Records:

::::::::::

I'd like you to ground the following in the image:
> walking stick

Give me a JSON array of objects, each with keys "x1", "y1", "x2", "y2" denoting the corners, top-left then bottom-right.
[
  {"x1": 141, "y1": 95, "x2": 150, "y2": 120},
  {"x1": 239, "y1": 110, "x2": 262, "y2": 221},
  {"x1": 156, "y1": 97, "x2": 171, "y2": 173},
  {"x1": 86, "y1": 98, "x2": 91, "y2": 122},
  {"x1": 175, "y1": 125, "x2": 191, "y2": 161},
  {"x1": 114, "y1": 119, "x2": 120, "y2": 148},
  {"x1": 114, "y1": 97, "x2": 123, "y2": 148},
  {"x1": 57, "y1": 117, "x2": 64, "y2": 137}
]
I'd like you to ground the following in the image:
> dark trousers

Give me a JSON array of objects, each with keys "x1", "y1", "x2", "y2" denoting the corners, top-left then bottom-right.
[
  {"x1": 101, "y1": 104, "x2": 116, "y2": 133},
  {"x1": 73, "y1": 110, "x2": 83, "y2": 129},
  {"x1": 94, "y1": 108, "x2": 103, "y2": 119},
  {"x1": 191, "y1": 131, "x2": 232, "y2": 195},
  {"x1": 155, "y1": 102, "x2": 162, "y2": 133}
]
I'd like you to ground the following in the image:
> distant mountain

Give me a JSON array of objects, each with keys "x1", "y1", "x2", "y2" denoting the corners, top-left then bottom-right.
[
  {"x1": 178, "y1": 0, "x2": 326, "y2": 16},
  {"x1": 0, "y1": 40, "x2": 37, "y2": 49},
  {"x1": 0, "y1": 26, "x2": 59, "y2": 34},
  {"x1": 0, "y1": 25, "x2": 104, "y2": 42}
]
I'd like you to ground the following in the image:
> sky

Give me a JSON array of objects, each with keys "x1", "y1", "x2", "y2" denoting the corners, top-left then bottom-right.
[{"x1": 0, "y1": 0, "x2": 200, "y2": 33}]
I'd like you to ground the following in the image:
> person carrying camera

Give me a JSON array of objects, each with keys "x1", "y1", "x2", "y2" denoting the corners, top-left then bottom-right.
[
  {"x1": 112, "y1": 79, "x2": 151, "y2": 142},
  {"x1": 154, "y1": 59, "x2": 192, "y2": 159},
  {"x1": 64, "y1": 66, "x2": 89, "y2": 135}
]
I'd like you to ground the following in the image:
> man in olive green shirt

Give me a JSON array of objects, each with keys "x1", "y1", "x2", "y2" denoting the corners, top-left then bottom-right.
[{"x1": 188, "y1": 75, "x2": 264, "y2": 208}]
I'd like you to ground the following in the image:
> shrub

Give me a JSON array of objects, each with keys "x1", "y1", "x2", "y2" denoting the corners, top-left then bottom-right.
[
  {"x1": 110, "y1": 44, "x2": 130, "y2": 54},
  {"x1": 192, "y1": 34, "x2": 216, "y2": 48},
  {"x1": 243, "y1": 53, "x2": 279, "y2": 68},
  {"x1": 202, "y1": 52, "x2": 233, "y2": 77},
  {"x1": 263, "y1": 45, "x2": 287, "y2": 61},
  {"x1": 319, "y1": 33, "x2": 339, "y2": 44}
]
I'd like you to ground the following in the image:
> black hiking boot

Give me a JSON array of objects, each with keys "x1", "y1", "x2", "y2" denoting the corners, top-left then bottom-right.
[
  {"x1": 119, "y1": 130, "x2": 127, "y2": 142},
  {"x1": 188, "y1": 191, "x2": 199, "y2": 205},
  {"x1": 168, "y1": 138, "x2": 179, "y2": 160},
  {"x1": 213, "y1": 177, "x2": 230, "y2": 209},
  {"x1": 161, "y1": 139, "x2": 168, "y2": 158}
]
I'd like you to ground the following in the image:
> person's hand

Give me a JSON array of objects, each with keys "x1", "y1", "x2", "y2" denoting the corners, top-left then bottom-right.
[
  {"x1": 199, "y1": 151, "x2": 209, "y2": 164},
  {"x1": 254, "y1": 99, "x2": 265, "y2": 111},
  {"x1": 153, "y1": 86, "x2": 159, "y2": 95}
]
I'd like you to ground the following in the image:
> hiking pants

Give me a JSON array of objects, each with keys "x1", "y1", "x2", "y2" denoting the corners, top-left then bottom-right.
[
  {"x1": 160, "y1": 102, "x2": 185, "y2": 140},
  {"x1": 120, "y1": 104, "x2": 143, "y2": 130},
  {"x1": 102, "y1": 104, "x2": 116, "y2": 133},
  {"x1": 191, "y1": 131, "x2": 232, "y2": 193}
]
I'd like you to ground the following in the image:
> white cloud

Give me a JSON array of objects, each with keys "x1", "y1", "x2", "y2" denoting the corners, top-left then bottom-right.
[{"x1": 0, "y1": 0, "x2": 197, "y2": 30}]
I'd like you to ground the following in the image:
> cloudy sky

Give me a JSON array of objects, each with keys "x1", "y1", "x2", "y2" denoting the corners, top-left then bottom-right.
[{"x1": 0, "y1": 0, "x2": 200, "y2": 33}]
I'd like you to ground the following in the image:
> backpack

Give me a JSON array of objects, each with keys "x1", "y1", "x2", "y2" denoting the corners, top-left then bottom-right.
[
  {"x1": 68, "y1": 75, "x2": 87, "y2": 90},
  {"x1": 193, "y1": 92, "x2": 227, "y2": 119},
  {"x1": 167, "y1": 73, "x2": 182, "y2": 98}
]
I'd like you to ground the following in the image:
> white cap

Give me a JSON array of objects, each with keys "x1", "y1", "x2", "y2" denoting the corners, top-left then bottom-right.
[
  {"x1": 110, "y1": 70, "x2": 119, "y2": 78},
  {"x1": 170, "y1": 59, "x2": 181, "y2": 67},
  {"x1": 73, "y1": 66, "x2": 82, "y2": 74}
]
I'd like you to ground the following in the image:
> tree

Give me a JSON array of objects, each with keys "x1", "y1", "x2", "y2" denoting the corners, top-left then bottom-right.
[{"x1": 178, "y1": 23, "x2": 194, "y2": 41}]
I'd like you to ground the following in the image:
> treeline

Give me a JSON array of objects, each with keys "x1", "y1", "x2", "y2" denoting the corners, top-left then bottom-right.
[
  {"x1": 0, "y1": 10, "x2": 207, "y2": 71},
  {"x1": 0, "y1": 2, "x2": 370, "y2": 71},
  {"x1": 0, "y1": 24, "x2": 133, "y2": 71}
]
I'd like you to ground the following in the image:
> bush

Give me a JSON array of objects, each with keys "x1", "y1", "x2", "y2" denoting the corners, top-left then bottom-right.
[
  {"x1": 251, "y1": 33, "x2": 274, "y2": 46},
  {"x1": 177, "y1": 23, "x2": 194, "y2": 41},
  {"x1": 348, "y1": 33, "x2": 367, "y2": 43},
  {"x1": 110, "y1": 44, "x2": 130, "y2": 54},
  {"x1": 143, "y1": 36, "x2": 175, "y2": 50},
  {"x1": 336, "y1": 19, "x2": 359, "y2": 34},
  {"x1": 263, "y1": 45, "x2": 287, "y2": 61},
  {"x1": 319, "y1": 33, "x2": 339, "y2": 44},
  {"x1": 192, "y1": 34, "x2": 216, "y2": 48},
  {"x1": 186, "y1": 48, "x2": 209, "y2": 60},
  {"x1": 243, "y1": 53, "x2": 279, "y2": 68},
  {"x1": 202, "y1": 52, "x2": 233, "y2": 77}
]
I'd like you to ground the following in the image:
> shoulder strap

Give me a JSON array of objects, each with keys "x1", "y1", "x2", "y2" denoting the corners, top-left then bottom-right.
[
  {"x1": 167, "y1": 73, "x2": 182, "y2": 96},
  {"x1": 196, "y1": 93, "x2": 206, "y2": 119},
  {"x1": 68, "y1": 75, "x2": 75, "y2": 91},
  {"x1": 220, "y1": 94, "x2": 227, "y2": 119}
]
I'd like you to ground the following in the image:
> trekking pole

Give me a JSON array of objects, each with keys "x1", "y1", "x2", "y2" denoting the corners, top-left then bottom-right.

::::::::::

* **Directions**: Which lines of the records above contain the word "person"? Show each of those lines in full, and treat case as significant.

* **Final result**:
> person carrying camera
> person's hand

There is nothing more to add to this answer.